* **Work required**: Write out the records below verbatim, starting at their first line and continuing through the line that contains "398,0 -> 535,24", with both of those lines included.

● ● ● ●

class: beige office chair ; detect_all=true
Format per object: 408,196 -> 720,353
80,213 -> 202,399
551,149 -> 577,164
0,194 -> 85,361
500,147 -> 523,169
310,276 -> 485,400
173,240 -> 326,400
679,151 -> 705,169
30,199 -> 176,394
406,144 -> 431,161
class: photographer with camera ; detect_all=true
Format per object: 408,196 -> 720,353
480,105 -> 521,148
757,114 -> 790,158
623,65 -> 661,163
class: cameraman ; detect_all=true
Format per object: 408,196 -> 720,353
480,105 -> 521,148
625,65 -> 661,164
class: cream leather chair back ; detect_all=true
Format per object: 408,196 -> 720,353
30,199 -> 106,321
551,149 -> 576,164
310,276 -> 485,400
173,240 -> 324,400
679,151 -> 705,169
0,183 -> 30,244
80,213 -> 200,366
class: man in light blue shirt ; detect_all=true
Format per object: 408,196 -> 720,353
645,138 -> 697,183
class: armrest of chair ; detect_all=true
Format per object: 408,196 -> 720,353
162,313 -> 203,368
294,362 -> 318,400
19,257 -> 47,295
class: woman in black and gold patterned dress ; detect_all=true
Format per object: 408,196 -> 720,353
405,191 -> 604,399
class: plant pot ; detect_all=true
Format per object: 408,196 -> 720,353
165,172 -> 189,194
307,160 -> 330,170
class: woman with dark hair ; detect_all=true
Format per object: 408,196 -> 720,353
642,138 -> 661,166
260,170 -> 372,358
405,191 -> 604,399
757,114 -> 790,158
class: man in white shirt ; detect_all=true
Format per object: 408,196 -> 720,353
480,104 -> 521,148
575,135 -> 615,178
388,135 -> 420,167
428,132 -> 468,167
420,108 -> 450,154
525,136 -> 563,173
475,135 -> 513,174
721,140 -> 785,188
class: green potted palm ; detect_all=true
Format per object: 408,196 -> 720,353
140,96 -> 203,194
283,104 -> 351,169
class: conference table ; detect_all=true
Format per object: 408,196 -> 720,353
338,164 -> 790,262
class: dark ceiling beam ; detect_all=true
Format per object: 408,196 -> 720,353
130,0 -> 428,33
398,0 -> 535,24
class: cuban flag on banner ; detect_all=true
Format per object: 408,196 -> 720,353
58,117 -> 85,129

● ● ● ●

* **Worked answer**:
class: beige office chair ; detect_all=true
Format per object: 408,196 -> 720,353
80,213 -> 202,399
551,149 -> 577,164
0,194 -> 85,361
500,147 -> 523,169
310,276 -> 485,400
173,240 -> 326,400
679,151 -> 705,169
30,199 -> 176,394
406,144 -> 431,161
class: photographer with camera ; detect_all=true
Format per object: 408,196 -> 720,353
480,105 -> 521,148
757,114 -> 790,158
623,65 -> 661,163
class: cameraman ; detect_all=true
Format per object: 408,196 -> 720,353
480,105 -> 521,148
625,65 -> 661,164
class: cream leather chair back ; detect_all=true
Format per object: 408,196 -> 720,353
30,199 -> 106,321
551,149 -> 576,164
310,276 -> 485,400
173,240 -> 324,400
679,151 -> 705,169
0,183 -> 30,244
80,213 -> 200,366
class: man in light blue shirt ; detect_all=true
Format per object: 408,196 -> 720,353
645,138 -> 697,183
class: armrest of chair ; detect_all=true
Format per object: 408,196 -> 720,353
162,313 -> 203,368
294,362 -> 318,400
19,257 -> 47,295
class: woman in black and gold patterned dress ; detect_all=true
Format per object: 408,196 -> 720,353
405,191 -> 604,399
class: plant pot ; detect_all=true
Format per object: 408,196 -> 720,353
165,172 -> 189,194
307,160 -> 330,170
class: woman with dark hair ; detect_all=true
Format per object: 408,196 -> 720,353
642,138 -> 661,166
260,170 -> 372,358
405,191 -> 604,399
757,114 -> 790,158
class: man in white shirt ; detect_all=true
Format per object: 408,196 -> 720,353
480,104 -> 521,148
575,135 -> 615,178
388,135 -> 420,167
428,132 -> 468,167
420,108 -> 450,154
525,136 -> 563,173
475,135 -> 513,174
721,140 -> 785,188
class: green potted palm ; detect_all=true
Format per object: 408,196 -> 720,353
140,96 -> 203,194
283,104 -> 351,169
class: conference table ; detect_all=true
Format per object: 408,196 -> 720,353
338,164 -> 790,262
class: dark ceiling beam ; detect_all=true
Format per object: 408,196 -> 720,353
130,0 -> 428,33
398,0 -> 535,24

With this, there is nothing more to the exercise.